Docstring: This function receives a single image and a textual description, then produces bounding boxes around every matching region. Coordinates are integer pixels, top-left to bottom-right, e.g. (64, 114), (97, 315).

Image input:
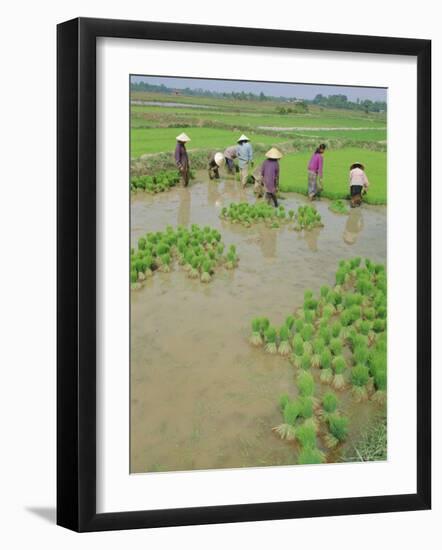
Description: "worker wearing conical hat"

(175, 132), (190, 187)
(208, 152), (226, 180)
(237, 134), (253, 187)
(261, 147), (282, 206)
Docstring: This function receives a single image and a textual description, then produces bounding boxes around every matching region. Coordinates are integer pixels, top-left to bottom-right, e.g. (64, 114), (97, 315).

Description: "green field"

(131, 93), (387, 204)
(131, 128), (290, 158)
(280, 148), (387, 204)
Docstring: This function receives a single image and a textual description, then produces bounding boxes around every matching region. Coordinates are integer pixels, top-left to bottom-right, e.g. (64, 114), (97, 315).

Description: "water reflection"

(177, 187), (192, 226)
(342, 208), (364, 245)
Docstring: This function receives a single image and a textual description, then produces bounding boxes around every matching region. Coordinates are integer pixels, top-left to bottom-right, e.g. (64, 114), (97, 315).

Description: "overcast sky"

(132, 76), (387, 101)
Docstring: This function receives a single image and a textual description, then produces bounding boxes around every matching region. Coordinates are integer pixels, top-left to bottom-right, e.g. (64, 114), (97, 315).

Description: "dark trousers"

(209, 160), (219, 180)
(266, 191), (278, 206)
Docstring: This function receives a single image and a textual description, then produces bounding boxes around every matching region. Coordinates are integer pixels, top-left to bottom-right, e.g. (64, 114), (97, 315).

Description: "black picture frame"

(57, 18), (431, 532)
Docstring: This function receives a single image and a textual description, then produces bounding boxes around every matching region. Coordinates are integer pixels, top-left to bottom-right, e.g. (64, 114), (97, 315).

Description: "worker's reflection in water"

(177, 187), (191, 226)
(258, 227), (278, 258)
(304, 227), (321, 252)
(342, 208), (364, 245)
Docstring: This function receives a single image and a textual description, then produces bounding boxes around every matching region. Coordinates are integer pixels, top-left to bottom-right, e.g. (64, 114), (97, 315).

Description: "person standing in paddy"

(261, 147), (282, 206)
(308, 143), (327, 201)
(175, 132), (190, 187)
(349, 162), (369, 208)
(237, 134), (253, 187)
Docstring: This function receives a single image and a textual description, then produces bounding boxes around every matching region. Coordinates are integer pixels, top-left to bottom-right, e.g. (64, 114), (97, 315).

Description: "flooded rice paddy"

(131, 174), (386, 473)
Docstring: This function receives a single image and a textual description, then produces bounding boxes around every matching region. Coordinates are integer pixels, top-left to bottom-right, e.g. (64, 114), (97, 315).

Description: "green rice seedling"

(279, 393), (290, 412)
(296, 371), (315, 397)
(295, 319), (304, 333)
(319, 285), (330, 300)
(353, 344), (369, 365)
(373, 319), (386, 333)
(297, 396), (315, 419)
(328, 199), (350, 214)
(282, 400), (302, 426)
(351, 365), (370, 402)
(299, 356), (312, 370)
(201, 260), (212, 283)
(330, 338), (342, 355)
(301, 323), (315, 342)
(322, 391), (338, 414)
(359, 320), (371, 336)
(264, 327), (277, 354)
(296, 422), (316, 448)
(278, 325), (292, 356)
(322, 304), (336, 321)
(272, 423), (296, 441)
(371, 369), (387, 404)
(160, 254), (171, 273)
(319, 326), (331, 345)
(285, 315), (295, 331)
(187, 256), (200, 279)
(332, 355), (347, 390)
(311, 338), (325, 368)
(320, 348), (333, 384)
(298, 446), (325, 465)
(331, 321), (342, 338)
(325, 412), (349, 449)
(250, 317), (262, 346)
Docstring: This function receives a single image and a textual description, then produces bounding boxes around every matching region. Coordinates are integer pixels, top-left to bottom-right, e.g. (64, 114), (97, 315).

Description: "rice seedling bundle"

(332, 355), (347, 390)
(295, 422), (316, 448)
(220, 202), (290, 228)
(298, 446), (325, 464)
(278, 325), (292, 356)
(325, 413), (349, 449)
(296, 371), (315, 397)
(294, 205), (324, 231)
(131, 224), (238, 283)
(264, 326), (277, 354)
(130, 170), (180, 194)
(328, 199), (350, 214)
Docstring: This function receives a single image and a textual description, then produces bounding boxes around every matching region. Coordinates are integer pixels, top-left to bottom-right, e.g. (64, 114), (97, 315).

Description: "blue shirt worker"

(237, 134), (253, 187)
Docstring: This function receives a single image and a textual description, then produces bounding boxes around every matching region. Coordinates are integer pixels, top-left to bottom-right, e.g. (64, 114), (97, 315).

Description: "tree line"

(130, 81), (387, 114)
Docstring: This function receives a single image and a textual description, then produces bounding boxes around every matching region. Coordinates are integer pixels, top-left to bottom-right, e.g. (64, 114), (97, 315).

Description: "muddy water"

(131, 178), (386, 472)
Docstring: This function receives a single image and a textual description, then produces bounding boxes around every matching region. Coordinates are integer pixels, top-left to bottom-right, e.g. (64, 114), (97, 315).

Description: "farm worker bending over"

(224, 145), (238, 174)
(175, 133), (190, 187)
(209, 153), (225, 180)
(238, 134), (253, 187)
(308, 143), (327, 200)
(261, 147), (282, 206)
(349, 162), (370, 208)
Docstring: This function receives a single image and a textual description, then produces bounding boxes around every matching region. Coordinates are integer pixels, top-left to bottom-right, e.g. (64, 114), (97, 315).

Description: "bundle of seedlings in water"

(130, 170), (180, 194)
(351, 365), (370, 403)
(273, 395), (300, 441)
(278, 324), (292, 356)
(298, 446), (325, 465)
(330, 338), (342, 356)
(264, 327), (277, 354)
(294, 205), (324, 231)
(325, 412), (349, 449)
(328, 199), (350, 214)
(311, 337), (325, 368)
(201, 260), (212, 283)
(290, 334), (304, 368)
(321, 391), (338, 421)
(332, 355), (347, 390)
(250, 317), (262, 346)
(320, 348), (333, 384)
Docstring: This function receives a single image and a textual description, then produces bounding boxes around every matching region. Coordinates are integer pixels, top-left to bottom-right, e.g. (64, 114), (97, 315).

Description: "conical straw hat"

(176, 132), (190, 142)
(266, 147), (282, 159)
(214, 153), (225, 166)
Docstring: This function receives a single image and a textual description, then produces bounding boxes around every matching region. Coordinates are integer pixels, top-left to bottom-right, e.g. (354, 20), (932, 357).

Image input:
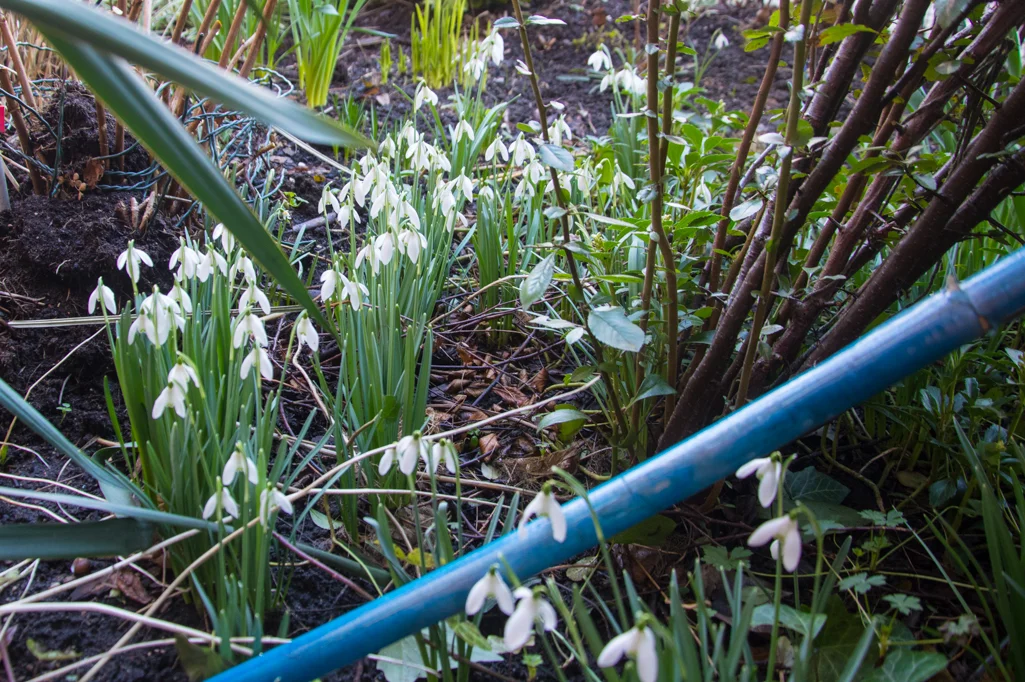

________________________

§ TO DO:
Reproduce all the items above, putting "written phrase" in place of every occurrence of "textual description" and keeping everything else the same. Leave the pictures out.

§ REPLY TO THE EXERCISE:
Docstring: This function receives a single image and a written phrase, then produces bounding boxes around every matching region. Coordinates are integer pixels, top-left to bottom-right, e.g. (64, 114), (97, 315).

Image input:
Description: "worker wearing conical hat"

(175, 132), (190, 187)
(208, 152), (226, 180)
(237, 134), (253, 187)
(261, 147), (282, 206)
Docstring: This function receives a single image and a written phrase, then produces bounding boxes around every matching region. Coordinates are integer pixels, top-left to bottom-right, e.g. (64, 114), (97, 315).

Description: "green field"

(131, 93), (387, 204)
(131, 128), (290, 158)
(280, 148), (387, 204)
Docstring: This function receives a single image and a written phrase, then produces bounding boxes around every matching region. Coordinates are integer pixels, top-left to bottom-right, e.g. (64, 114), (97, 315).

Description: "water reflection"

(177, 187), (192, 226)
(342, 208), (364, 245)
Docstring: This function receives a single image and a written phrase, then produces bounding boxes around every matching region. Coordinates are integer pixels, top-left to bottom-right, e.g. (64, 114), (97, 315).

Description: "overcast sky"

(132, 76), (387, 101)
Docstring: This function receives a single image and a written phrase, then produces bounding boxes around every matching region. Coordinates are integer pixels, top-left to bottom-right, e.g. (64, 114), (97, 315).

Description: "dark trousers"

(209, 160), (219, 180)
(266, 191), (278, 206)
Docstring: This function receives a single image and a written phrase, then produces bounding boxes around every matching region. Coordinates are integer pixels, top-left to bottom-right, e.g. (64, 114), (97, 315).

Description: "black picture frame"

(57, 18), (431, 532)
Docstring: This function receives a single image and a written phrase, then produces bounding boxes around every matching region. Coordinates are integer pixels, top-left to bottom-right, e.g. (64, 114), (97, 315).

Description: "worker's reflection in water"

(177, 187), (191, 226)
(258, 227), (278, 258)
(304, 227), (321, 252)
(342, 208), (364, 245)
Docstring: This function receives a single image and a written phrase, then produces bounding boxes around every matching region. Coordinates are integer pixels, top-left to bottom-right, e.g. (64, 114), (97, 315).

Description: "person standing in paddy"

(261, 147), (282, 206)
(308, 143), (327, 201)
(175, 132), (190, 187)
(349, 162), (369, 208)
(237, 134), (253, 187)
Docstring: This function receives a single image and a written phrase, then produces bounding boxes around every matching region. Coordinates are integer pixels, top-left to bottom-right, e.g. (64, 114), (97, 315).

Description: "flooded rice paddy"

(131, 174), (386, 473)
Docstring: This function receives a single image and a written phrase, then produces bounding boxes around every matching region. Coordinates are integer pixels, top-left to bottom-right, e.g. (64, 114), (97, 315).

Description: "green rice seedling"

(279, 393), (290, 412)
(296, 371), (315, 397)
(295, 319), (304, 333)
(319, 285), (330, 300)
(353, 344), (369, 365)
(373, 319), (386, 333)
(297, 396), (315, 419)
(328, 199), (350, 214)
(282, 400), (302, 426)
(351, 365), (370, 402)
(299, 356), (312, 370)
(201, 260), (212, 283)
(330, 338), (342, 355)
(301, 323), (315, 342)
(322, 391), (338, 414)
(359, 320), (371, 336)
(264, 327), (277, 354)
(296, 422), (316, 448)
(278, 325), (292, 356)
(322, 304), (336, 321)
(272, 423), (296, 441)
(371, 369), (387, 404)
(160, 254), (171, 273)
(319, 326), (331, 345)
(285, 315), (295, 331)
(187, 256), (200, 279)
(332, 355), (347, 390)
(311, 338), (325, 368)
(320, 348), (333, 384)
(298, 446), (325, 465)
(331, 321), (342, 338)
(325, 412), (349, 449)
(250, 317), (262, 346)
Docstring: This function receives a single image and a written phrase, then produces bounding boxes around every matching region. Coordinates are integer pixels, top-left to bottom-right, e.g. (64, 114), (97, 315).

Description: "rice seedling bundle"

(332, 355), (347, 390)
(295, 422), (316, 448)
(220, 202), (290, 228)
(298, 446), (325, 464)
(278, 325), (292, 356)
(325, 413), (349, 449)
(296, 371), (315, 397)
(294, 205), (324, 231)
(131, 224), (238, 283)
(264, 326), (277, 354)
(130, 170), (180, 194)
(328, 199), (350, 214)
Docstring: This function receives a single image and a written phrase, then produces bounding boxes around every matching region. Coordinates are integer pixels, top-left to bottom-right, e.g. (64, 114), (97, 315).

Description: "blue shirt worker"

(237, 134), (253, 187)
Docstring: This function receives a single image and a written phrase, then produces bounding boxes around every matching region. Coordinates are integer pixels, top-left to bottom-right, e.g. (64, 114), (97, 315).

Description: "tree line"

(130, 81), (387, 114)
Docstring: This function receives a single image and a written phrase, then produces bounding boxes around every matching region. Coordinates are integer pixels, top-left to bottom-right, e.g. (64, 114), (97, 315).

Description: "muddy water"

(131, 178), (386, 472)
Docstring: This function receives a single image and a written phrase, then produces bounding boxes around every matching region. Coordinates are integer pixels, top-left to bottom-right, e.g. (64, 114), (97, 315).

Description: "farm worker bending over"

(224, 145), (238, 174)
(175, 133), (190, 187)
(209, 153), (225, 180)
(238, 134), (253, 187)
(308, 143), (327, 200)
(261, 147), (282, 206)
(349, 162), (370, 208)
Docstring: This function receives a single image and a written phrase, then produces bounding boxes around every matching region. Coordinates are integer pixels, top-left to bottom-right, e.g. (64, 114), (97, 315).

Description: "bundle of seedlings in water"

(130, 170), (180, 194)
(351, 365), (370, 403)
(273, 395), (300, 441)
(278, 324), (292, 356)
(298, 446), (325, 465)
(330, 338), (342, 356)
(264, 327), (277, 354)
(294, 205), (324, 231)
(325, 412), (349, 449)
(328, 199), (350, 214)
(311, 337), (325, 368)
(201, 260), (212, 283)
(290, 334), (304, 368)
(321, 391), (338, 421)
(332, 355), (347, 390)
(250, 317), (262, 346)
(320, 348), (333, 384)
Docstring: This function receives a single image and a written phrase, then produces bounding boxes around every matching region. Coordinates are integer pixels, top-left to bottom-right, e.g. (64, 114), (97, 315).

Description: "conical straw hat"

(176, 132), (190, 142)
(266, 147), (282, 159)
(214, 153), (225, 166)
Docstring: This function receives a single image and a written phrase, then produces bounding boxes around every matching region. Coordinates are integer pixels, top-left to bottom-right, e.g. (354, 20), (932, 357).

Image input:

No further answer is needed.